▶ **TEKST**
Paul Verheijen

CARAVAGGIO

Bijbeloverstijgende geseling

Summier

Alle vier bijbelse evangelisten melden naast de kruisiging van Jezus nog een andere (Romeinse) bestraffing. Zij gebruiken daarvoor drie verschillende Griekse werkwoorden:
  • Phragelloö, geselen (Matteüs 27,26 en Marcus 15,15)
  • Mastigoö, geselen (Matteüs 10,17; Matteüs 20,19, Matteüs 23,34; Marcus 10,34; Lucas 18,33 en Johannes 19,1)
  • Paideuo, corrigeren (Lucas 23,16-22)
In de context van het lijdensverhaal stemt de mededeling van deze geseling tot nadenken. Is om die geseling gevraagd? Is geseling een 'normaal' voorspel bij de kruisiging? Hoewel geselen met een stok in de joodse traditie bekend was, is de geseling die Pilatus beval net als de kruisiging een Romeinse strafmaatregel tegen niet-Romeinen. Een gesel bestond uit een leren riem waarin stukjes bot en metaal waren verwerkt. Men telde tot 39 geselslagen: de ‘veertig-min-een’. Iemand werd veroordeeld tot 40 slagen, maar uit angst verkeerd te tellen en zo de wet te overtreden, telde men tot 39. Het is een onmenselijke handeling, vaak met de dood als gevolg.
De geseling zelf wordt door de evangelisten (uit piëteit?) niet beschreven. In het Evangelie volgens Lucas is het zelfs onduidelijk of de 'correctie' ook daadwerkelijk heeft plaatsgevonden.

In de latere christelijk iconografische traditie wordt de geseling gewoonlijk afgebeeld terwijl Jezus vastgebonden is aan een martelpaal. Geseling was al langetijd een populair onderwerp, zowel in de religieuze kunst als in de toenmalige religieuze praktijk. De kerk moedigde zelfkastijding aan als een middel waardoor de gelovigen het lijden van Jezus zouden kunnen binnengaan.

▶ **OPDRACHT 1**
Tot hoeveel slagen telde men bij een geseling volgens de tekst over de geseling van Jezus?

▶ **GETOONDE RECORDS**
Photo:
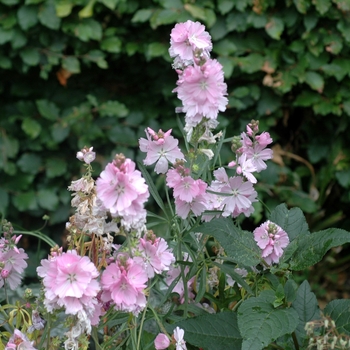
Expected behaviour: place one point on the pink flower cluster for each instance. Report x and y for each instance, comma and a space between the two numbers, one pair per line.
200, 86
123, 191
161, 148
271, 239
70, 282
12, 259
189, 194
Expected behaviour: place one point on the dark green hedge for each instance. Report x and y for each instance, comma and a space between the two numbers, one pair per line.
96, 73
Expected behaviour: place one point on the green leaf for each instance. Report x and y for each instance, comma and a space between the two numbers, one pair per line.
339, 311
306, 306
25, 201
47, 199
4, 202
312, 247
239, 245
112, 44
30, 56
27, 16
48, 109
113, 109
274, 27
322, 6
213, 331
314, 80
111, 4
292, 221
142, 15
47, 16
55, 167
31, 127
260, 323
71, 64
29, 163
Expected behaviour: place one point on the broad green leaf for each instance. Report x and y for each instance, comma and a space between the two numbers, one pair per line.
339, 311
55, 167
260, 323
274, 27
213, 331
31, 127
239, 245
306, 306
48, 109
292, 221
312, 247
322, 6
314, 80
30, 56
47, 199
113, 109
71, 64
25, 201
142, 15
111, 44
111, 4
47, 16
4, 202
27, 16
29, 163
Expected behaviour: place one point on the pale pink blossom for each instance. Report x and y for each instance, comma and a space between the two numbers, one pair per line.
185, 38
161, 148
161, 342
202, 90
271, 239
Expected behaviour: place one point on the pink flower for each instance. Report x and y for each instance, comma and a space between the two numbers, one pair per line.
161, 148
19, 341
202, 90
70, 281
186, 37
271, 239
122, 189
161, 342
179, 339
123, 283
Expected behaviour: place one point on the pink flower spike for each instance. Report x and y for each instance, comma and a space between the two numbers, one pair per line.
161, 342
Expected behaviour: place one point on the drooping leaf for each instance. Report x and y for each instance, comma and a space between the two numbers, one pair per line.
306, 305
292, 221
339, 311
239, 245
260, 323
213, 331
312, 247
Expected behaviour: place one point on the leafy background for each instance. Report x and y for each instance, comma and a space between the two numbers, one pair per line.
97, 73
* * *
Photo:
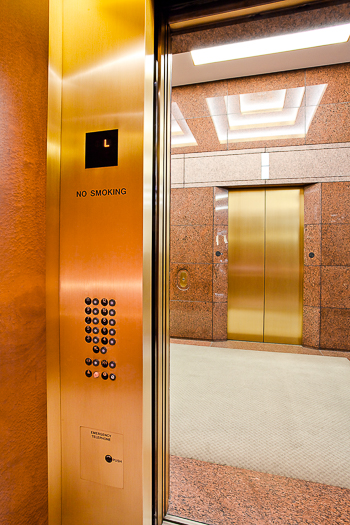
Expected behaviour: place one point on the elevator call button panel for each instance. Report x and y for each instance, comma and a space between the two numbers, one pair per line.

▶ **OPDRACHT 2**
Verzamel uit de records elke regel waarin het woord "flower" voorkomt en neem die regels ongewijzigd over. Het verschil tussen hoofdletters en kleine letters telt mee.

▶ **GESCHREVEN ANTWOORD 1**
Men telde tot 39 geselslagen.

▶ **GESCHREVEN ANTWOORD 2**
Expected behaviour: place one point on the pink flower cluster for each instance. Report x and y for each instance, comma and a space between the two numbers, one pair per line.
Expected behaviour: place one point on the pink flower for each instance. Report x and y for each instance, comma and a space between the two numbers, one pair per line.
Expected behaviour: place one point on the pink flower spike for each instance. Report x and y for each instance, comma and a space between the two numbers, one pair per line.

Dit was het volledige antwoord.